[YOUR GOAL] From the entries that follow, report every line in which "wall" occurs.

Start of EXTRACTED RECORDS

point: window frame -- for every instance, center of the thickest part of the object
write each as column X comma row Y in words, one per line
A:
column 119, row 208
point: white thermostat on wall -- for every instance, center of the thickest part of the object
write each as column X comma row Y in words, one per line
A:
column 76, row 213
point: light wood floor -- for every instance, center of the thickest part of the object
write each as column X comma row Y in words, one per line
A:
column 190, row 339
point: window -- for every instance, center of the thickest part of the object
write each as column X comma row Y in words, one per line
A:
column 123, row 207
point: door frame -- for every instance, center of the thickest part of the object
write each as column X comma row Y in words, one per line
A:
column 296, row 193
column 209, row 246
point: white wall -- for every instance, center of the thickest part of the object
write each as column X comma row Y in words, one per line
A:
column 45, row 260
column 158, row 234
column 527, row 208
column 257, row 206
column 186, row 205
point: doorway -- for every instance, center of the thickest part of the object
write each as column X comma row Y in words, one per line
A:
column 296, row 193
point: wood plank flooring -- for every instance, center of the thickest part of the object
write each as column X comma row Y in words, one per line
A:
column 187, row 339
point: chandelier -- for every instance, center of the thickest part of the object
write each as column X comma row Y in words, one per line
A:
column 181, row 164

End of EXTRACTED RECORDS

[WRITTEN RESPONSE]
point: white thermostat on wall -- for every instance, center of the thickest part of the object
point: white wall -- for every instance, center of the thickest part of the object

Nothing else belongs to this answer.